▼

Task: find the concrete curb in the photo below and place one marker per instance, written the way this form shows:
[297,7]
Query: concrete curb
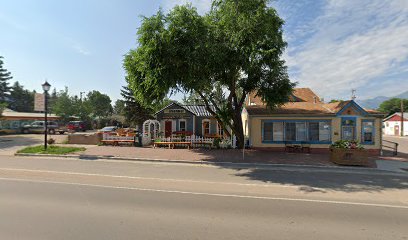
[288,167]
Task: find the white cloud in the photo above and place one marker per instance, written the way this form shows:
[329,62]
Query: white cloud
[353,43]
[201,5]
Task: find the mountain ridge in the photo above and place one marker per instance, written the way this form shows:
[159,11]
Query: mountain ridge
[374,103]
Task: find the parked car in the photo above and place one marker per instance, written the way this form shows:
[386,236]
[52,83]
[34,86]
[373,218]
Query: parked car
[77,126]
[108,129]
[38,127]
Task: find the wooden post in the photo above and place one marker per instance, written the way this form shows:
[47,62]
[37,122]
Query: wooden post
[402,117]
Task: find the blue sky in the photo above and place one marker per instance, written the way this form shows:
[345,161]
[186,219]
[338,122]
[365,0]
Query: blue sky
[333,45]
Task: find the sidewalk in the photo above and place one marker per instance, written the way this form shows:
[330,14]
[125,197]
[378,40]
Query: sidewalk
[212,156]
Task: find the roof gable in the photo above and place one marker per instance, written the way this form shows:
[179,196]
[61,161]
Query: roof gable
[352,108]
[197,110]
[298,95]
[397,116]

▲

→ **TASK PROMPT**
Please copy all of the material above word for word, leaving out the pictures.

→ **RESULT BELOW**
Task: find the concrete curb in the photo below and place one marker per instance, written the way this form shows:
[297,7]
Query: concrete curb
[288,167]
Task: find the white cloud in the photo above and place one marker per instance, written the way this form shows:
[329,62]
Query: white cloud
[353,43]
[201,5]
Task: find the mountain ridge in the photo above and place one marker per instance, written the way this form shows:
[159,11]
Query: mountain ridge
[374,103]
Task: find the parked car in the photo above and place one marker per instance, written the way this form shows:
[386,236]
[52,83]
[34,86]
[373,218]
Query: parked car
[77,126]
[108,129]
[38,127]
Task: find the wooden post in the photo above and place one marker per instance, written the way this form shows:
[47,62]
[37,122]
Query: wooden post
[402,117]
Task: find the blue sky in the photo above and place one marker per instance, written the way this form shows:
[345,161]
[186,219]
[338,122]
[365,0]
Query: blue sky
[333,45]
Task: find the sidewalk in the photo above and place one marker per instance, written the way this form shows:
[330,14]
[125,197]
[378,40]
Query: sidewalk
[212,156]
Task: find the roof gable in the photo above and place one marker per instance, written the way this form shows:
[179,196]
[61,161]
Query: roof gable
[352,108]
[197,110]
[298,95]
[397,116]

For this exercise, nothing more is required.